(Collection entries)
+ + + + +

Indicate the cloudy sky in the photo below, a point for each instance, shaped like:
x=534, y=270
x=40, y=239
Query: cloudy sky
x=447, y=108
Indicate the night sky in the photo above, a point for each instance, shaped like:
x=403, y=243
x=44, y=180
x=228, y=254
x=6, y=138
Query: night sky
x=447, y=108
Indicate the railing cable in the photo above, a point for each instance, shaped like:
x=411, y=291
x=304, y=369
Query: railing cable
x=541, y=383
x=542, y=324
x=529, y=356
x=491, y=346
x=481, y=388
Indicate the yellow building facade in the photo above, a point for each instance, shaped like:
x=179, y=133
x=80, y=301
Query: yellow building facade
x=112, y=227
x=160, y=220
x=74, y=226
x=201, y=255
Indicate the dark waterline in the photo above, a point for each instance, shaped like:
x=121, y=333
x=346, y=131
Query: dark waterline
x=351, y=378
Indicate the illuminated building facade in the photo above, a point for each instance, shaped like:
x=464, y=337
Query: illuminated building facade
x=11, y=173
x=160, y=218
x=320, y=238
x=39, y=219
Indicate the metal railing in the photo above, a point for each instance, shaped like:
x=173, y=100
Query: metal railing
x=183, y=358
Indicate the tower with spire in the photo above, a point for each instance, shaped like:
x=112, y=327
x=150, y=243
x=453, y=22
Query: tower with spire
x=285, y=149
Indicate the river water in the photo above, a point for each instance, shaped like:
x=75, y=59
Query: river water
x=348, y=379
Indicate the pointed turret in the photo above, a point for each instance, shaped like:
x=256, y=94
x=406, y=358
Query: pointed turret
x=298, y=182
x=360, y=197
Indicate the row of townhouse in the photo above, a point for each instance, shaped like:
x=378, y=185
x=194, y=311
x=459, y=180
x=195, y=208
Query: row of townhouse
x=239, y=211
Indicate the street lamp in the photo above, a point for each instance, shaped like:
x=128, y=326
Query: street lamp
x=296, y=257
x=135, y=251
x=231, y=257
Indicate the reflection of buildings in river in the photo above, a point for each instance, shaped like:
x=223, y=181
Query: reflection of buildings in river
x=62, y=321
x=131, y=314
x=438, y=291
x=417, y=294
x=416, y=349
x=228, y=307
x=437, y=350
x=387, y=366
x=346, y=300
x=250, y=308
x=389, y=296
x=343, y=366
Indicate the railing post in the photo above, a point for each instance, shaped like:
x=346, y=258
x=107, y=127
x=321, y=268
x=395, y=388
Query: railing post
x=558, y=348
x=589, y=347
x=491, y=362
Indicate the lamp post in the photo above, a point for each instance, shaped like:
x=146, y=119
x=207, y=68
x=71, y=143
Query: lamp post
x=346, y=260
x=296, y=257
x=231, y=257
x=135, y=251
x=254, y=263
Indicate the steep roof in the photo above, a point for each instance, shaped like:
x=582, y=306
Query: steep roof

+ + + + +

GIVEN TASK: Extract every line of the listing above and reproduce it verbatim, in its original order.

SOLUTION TO THIS TASK:
Indicate the cloudy sky in the photo below, a point for each instance, shaped like:
x=534, y=270
x=40, y=239
Query: cloudy sky
x=447, y=108
Indicate the night sky in the photo above, a point for each instance, shaped like:
x=403, y=243
x=44, y=180
x=228, y=254
x=6, y=138
Query: night sky
x=447, y=108
Indicate the railing cable in the photo above, a point for each instance, shaped like:
x=411, y=291
x=304, y=369
Query: railing cable
x=541, y=383
x=542, y=324
x=529, y=356
x=491, y=346
x=481, y=388
Indicate the yellow building facade in the photo above, a point for each instance, shaped like:
x=179, y=133
x=80, y=301
Query: yellow building facade
x=112, y=227
x=160, y=220
x=74, y=226
x=201, y=255
Indicate the dark waterline in the photo above, a point for each instance, shaped like:
x=121, y=333
x=346, y=131
Query: dark waterline
x=351, y=378
Indicate the illuminated building facade in the photo above, a point for each instance, shaped like:
x=464, y=337
Query: illuminated building facade
x=11, y=173
x=160, y=218
x=320, y=238
x=39, y=219
Indicate the metal railing in the photo above, a point for each instance, shaped like:
x=173, y=100
Query: metal railing
x=183, y=358
Indicate the tower with spire in the photo above, a point for each instance, shaped like:
x=112, y=327
x=150, y=243
x=453, y=22
Query: tower with spire
x=285, y=149
Indicate the river water in the photo above, a point for each instance, shaped like:
x=75, y=59
Query: river water
x=348, y=379
Indicate the pointed turret in the photo above, a point for each instance, shaped like:
x=256, y=94
x=406, y=358
Query: pointed turret
x=298, y=182
x=360, y=197
Indicate the row of townhouse in the photo above, a point for each instance, shaped like:
x=378, y=185
x=194, y=311
x=459, y=180
x=195, y=208
Query: row of townhouse
x=239, y=211
Indicate the street lamp in the photo above, a point for each instance, shaped like:
x=128, y=326
Query: street lamp
x=296, y=257
x=135, y=251
x=231, y=257
Indicate the reflection of buildings in river in the photo above, a point for each instance, shaped like:
x=223, y=181
Query: reflection of buildings in river
x=62, y=321
x=131, y=314
x=438, y=291
x=417, y=294
x=416, y=349
x=228, y=307
x=437, y=350
x=387, y=366
x=346, y=300
x=250, y=308
x=389, y=296
x=343, y=366
Indicate the railing post in the photo above, a point for each instance, shaped like:
x=346, y=258
x=107, y=127
x=321, y=268
x=395, y=388
Query: railing post
x=558, y=348
x=589, y=347
x=491, y=362
Indicate the lamp post in the photo above, a point for each instance, shaped like:
x=146, y=119
x=207, y=68
x=71, y=143
Query: lamp post
x=346, y=260
x=296, y=257
x=231, y=257
x=135, y=251
x=254, y=263
Indicate the steep roof in the photo above, a point for each instance, shaped like:
x=582, y=306
Query: steep roof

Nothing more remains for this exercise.